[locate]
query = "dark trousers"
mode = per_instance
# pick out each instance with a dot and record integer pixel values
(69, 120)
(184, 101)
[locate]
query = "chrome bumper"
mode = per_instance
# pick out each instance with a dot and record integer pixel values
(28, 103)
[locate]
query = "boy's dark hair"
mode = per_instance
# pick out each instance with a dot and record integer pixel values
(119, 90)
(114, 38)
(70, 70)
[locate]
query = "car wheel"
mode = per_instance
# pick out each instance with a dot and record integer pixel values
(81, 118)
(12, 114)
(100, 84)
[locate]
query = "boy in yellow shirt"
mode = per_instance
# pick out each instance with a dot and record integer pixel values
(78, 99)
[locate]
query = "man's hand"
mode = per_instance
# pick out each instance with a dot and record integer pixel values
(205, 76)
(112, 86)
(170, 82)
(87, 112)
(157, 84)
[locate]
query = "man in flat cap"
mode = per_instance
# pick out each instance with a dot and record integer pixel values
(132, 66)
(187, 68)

■ ■ ■

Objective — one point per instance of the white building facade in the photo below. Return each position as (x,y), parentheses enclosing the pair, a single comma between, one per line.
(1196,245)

■ ■ ■

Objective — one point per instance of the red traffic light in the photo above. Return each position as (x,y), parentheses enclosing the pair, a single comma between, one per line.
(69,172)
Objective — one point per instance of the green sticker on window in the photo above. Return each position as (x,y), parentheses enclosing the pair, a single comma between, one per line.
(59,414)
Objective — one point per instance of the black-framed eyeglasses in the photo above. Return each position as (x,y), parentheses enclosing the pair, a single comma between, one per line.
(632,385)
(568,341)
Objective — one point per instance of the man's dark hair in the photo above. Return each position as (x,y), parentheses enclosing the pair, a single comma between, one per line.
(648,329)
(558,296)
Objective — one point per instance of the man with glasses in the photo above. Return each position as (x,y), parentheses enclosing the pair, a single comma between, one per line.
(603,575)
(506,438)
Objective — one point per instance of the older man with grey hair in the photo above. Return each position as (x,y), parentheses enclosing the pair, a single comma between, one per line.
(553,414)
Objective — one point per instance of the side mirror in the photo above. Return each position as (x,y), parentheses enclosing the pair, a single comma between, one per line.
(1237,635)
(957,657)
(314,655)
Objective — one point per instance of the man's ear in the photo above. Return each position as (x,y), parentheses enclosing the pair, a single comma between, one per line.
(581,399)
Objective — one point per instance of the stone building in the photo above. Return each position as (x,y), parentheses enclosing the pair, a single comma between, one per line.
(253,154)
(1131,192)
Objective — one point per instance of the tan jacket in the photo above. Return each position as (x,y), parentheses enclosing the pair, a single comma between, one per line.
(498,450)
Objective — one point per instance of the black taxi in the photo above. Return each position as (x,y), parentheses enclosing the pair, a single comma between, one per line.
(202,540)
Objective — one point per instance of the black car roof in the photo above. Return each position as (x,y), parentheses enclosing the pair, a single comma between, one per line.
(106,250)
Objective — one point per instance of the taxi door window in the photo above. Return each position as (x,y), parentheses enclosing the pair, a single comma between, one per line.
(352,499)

■ ■ ■

- PROBLEM TO WORK ON
Check each line above for "query" and return the ones that have it.

- RESPONSE TO THIS TASK
query = "dark trousers"
query = "chrome bumper"
query = "boy's dark hair"
query = "car wheel"
query = "boy in yellow shirt"
query = "man's hand"
query = "man in flat cap"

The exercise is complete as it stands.